STORED DATA START

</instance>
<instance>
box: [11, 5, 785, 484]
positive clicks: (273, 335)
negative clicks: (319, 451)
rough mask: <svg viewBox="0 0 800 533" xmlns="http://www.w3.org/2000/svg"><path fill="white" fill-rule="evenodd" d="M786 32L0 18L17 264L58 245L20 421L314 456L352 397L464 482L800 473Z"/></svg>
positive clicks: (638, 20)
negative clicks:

STORED DATA END

• [INSTRUCTIONS FOR THE TASK] Beginning with the line that contains "rough mask: <svg" and ending with the last line of the data above, return those lines exactly and nothing else.

• [ANSWER BELOW]
rough mask: <svg viewBox="0 0 800 533" xmlns="http://www.w3.org/2000/svg"><path fill="white" fill-rule="evenodd" d="M786 32L0 18L17 264L58 245L20 421L314 456L352 397L464 482L800 473Z"/></svg>
positive clicks: (638, 20)
negative clicks:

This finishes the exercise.